- _ASSIGNMENT_
The answer must be an exact copy of the lines from the one containing "Your task is to locate every instance of overcast" through the final line of the material, both included, and nothing else.
BEGIN STORED DATA
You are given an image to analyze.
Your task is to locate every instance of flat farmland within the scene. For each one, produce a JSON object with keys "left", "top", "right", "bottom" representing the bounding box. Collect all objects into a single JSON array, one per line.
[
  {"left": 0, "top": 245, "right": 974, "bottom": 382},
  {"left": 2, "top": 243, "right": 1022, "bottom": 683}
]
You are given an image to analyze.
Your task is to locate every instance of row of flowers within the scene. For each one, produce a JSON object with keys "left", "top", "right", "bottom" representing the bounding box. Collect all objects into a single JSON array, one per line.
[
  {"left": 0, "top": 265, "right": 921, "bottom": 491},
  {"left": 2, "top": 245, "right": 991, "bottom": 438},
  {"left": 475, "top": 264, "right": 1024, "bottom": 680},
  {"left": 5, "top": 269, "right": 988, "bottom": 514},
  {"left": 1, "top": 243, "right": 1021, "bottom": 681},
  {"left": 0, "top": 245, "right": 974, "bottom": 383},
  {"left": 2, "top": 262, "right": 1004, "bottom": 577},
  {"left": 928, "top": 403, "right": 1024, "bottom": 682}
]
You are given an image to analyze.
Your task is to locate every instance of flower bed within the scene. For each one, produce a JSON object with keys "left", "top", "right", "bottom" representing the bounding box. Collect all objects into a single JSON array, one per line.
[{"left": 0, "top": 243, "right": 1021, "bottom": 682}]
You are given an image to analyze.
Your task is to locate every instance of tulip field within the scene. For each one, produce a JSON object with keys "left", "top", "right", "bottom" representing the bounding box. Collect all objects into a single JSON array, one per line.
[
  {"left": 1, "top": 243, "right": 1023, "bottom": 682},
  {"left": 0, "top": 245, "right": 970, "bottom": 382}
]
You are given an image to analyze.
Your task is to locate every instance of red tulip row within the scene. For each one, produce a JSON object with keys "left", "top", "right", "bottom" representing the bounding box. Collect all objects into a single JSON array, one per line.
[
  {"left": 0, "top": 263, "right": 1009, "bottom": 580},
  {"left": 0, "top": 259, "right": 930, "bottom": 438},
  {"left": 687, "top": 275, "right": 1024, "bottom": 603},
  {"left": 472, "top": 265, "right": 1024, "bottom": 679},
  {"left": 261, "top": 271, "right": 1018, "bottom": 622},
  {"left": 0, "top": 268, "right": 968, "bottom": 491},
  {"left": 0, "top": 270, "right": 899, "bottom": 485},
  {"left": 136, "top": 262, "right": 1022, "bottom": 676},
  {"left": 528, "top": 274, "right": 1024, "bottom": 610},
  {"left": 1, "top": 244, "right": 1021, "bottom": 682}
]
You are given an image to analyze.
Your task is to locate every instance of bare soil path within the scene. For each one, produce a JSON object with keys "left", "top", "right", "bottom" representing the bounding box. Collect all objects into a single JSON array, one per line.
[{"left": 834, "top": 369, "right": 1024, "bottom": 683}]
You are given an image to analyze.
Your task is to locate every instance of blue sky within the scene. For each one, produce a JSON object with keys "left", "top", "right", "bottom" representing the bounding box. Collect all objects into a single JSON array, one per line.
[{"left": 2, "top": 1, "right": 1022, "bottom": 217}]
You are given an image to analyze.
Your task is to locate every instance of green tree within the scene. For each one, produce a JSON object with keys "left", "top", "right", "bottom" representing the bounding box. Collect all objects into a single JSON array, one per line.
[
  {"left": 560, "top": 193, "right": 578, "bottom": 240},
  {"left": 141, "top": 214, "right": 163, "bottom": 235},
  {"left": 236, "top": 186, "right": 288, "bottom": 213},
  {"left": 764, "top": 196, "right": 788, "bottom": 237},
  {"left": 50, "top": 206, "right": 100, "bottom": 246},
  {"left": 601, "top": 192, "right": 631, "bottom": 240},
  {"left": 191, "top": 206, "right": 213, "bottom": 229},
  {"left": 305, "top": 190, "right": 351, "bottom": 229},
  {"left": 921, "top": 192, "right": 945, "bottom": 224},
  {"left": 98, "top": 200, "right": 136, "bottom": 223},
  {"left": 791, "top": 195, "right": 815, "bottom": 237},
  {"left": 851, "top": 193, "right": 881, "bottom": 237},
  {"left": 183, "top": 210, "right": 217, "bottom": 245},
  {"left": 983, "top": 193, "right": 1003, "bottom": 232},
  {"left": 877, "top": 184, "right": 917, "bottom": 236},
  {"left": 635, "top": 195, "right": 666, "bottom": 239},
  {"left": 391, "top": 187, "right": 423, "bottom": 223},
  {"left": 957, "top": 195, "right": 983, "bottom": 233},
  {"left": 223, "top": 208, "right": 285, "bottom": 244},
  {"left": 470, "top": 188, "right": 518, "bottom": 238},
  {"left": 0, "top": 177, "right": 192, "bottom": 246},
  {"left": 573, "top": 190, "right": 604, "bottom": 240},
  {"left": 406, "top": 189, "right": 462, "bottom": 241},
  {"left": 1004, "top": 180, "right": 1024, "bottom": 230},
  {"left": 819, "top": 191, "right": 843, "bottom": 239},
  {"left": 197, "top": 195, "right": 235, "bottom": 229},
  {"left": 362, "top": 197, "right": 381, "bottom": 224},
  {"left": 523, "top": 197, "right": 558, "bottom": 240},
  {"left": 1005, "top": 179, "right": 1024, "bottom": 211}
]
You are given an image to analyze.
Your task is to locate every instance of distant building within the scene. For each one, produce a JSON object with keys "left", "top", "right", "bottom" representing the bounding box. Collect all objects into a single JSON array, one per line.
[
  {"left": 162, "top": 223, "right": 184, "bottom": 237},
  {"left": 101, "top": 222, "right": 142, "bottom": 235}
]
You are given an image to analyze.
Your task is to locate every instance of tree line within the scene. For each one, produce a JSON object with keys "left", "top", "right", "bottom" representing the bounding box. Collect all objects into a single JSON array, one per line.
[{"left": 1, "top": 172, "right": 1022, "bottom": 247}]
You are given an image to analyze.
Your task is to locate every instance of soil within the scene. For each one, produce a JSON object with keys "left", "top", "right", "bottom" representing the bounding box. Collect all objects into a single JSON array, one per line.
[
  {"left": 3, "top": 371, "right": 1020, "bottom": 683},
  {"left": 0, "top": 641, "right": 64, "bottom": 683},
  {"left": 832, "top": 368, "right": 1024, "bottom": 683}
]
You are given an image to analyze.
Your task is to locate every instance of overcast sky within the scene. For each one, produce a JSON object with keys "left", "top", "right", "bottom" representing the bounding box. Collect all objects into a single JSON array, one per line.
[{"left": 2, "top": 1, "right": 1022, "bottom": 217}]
END STORED DATA
- _RESULT FOR THIS EXERCISE_
Your task is to locate every instance of overcast sky within the scene. For each one, produce a JSON object with keys "left", "top", "right", "bottom" representing the bounding box. Collect all objects into a single JSON array, one per line.
[{"left": 2, "top": 1, "right": 1022, "bottom": 217}]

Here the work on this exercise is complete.